**Exercise a**.
In the rows, starting with the line containing "indicate the blurred background with a point" and going on through the last row, substitute "headpiece" for "headdress" and leave everything else unchanged.

Of course, while Lincoln is off to Washington, battling for the soul of the nation, the vampires come back to seek revenge on their archenemy, setting up the film's suspend-all-disbelief action finale.
Well-acted, surprisingly well-written, engaging in 3-D and far more about living as a man of honor in dark times than it is about devils and demons, "Abraham Lincoln: Vampire Hunter" is a movie that doesn't deserve the derision its title invites and frankly, deserves better success at the box office than it has enjoyed.
Editor's note: A quick word about the history portrayed in the film. Clearly, some revision of Lincoln's story was necessary to make this movie work. While many details are preserved accurately (such as Mary Todd's relationship with Stephen Douglas before marrying his debate opponent, Lincoln), other details are obviously invented and swept aside to explain Lincoln's "nocturnal" habits. Some have expressed concern this film demonizes the South, but I didn't see it. The alliance of the vampires with the South is portrayed as a manipulative plot by the vampires and a desperation move by one human leader, not representative of the South's "villainy" as a whole.

**Supplied records**.
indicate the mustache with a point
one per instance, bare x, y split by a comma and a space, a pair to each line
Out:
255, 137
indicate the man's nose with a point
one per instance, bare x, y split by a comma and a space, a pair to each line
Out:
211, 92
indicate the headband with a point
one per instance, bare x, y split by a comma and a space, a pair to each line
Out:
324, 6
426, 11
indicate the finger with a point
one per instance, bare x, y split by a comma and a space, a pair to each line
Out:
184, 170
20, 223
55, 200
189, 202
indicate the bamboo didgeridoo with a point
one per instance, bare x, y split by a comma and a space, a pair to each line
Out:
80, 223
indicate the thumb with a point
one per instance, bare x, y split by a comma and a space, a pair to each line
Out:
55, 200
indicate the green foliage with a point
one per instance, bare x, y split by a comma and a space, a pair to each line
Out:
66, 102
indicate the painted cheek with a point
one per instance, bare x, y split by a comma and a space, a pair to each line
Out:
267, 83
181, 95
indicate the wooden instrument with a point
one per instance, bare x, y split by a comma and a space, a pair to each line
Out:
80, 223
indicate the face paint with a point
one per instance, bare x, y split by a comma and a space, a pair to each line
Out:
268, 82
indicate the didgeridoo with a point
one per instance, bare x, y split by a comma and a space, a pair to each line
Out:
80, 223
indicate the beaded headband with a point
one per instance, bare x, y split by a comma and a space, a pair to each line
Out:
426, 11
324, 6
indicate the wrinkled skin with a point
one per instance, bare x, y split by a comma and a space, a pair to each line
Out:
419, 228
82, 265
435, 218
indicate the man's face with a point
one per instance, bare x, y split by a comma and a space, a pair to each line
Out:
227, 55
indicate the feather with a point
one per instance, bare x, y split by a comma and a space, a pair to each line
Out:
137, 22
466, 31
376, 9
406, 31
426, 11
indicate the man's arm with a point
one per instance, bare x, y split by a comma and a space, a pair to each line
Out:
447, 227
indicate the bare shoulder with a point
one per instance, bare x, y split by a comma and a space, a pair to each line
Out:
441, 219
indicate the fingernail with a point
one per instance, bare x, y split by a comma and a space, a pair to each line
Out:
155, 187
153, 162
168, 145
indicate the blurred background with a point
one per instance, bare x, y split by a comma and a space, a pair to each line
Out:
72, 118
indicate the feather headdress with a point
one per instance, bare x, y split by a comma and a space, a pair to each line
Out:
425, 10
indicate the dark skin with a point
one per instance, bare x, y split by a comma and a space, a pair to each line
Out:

**Exercise b**.
According to the film review, whom did Mary Todd have a relationship with before she married Lincoln?

**Correct output a**.
indicate the blurred background with a point
one per instance, bare x, y split by a comma and a space, a pair to each line
Out:
72, 118
indicate the feather headpiece with a point
one per instance, bare x, y split by a comma and a space, a pair to each line
Out:
425, 10
indicate the dark skin with a point
one per instance, bare x, y split by a comma and a space, a pair to each line
Out:

**Correct output b**.
Stephen Douglas